- **Provided entries**

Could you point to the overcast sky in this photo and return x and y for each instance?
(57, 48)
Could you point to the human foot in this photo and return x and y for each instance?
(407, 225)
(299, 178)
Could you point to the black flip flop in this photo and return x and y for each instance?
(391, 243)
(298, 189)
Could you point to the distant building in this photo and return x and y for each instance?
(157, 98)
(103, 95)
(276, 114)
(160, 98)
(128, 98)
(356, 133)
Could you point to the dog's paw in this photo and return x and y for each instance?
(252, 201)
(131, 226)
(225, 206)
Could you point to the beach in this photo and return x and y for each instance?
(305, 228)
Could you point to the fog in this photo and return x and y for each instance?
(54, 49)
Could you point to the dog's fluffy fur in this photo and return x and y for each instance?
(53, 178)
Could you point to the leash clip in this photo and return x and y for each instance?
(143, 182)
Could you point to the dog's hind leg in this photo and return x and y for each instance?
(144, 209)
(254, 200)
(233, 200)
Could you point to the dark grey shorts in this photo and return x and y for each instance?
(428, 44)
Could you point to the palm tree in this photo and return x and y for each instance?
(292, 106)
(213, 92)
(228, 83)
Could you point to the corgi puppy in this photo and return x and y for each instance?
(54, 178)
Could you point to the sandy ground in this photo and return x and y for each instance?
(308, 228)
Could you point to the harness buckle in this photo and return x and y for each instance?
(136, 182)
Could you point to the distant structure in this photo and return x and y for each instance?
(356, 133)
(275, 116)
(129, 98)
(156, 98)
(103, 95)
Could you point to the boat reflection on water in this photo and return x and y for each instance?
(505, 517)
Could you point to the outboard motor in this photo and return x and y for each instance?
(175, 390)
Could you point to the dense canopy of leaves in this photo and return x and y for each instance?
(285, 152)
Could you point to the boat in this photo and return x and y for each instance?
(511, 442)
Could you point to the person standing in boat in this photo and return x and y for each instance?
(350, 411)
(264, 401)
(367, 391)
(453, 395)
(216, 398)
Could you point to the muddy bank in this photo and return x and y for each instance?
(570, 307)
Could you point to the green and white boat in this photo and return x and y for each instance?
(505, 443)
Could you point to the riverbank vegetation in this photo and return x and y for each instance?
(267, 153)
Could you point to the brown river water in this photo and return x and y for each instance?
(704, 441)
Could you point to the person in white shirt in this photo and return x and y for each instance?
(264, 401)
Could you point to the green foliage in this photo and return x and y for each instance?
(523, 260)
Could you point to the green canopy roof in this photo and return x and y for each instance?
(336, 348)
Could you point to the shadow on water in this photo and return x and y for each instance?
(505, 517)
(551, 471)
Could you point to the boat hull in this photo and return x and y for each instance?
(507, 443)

- **Work required**
Return the line that contains "Could you point to the person in", along with every line after it in the data above, exactly and with nothing else.

- **Problem solution**
Could you point to the person in white shirt in this photo and return x and y for each instance?
(264, 401)
Could you point to the green foliage in this photo and return x and y for each instance?
(523, 260)
Could you point to the green canopy roof in this photo and return x and y for each instance?
(336, 348)
Could you point to the shadow on water in this photo and return x and y for each instance?
(505, 517)
(551, 471)
Could you point to the boat hull in this photo and return x and y for each instance?
(507, 443)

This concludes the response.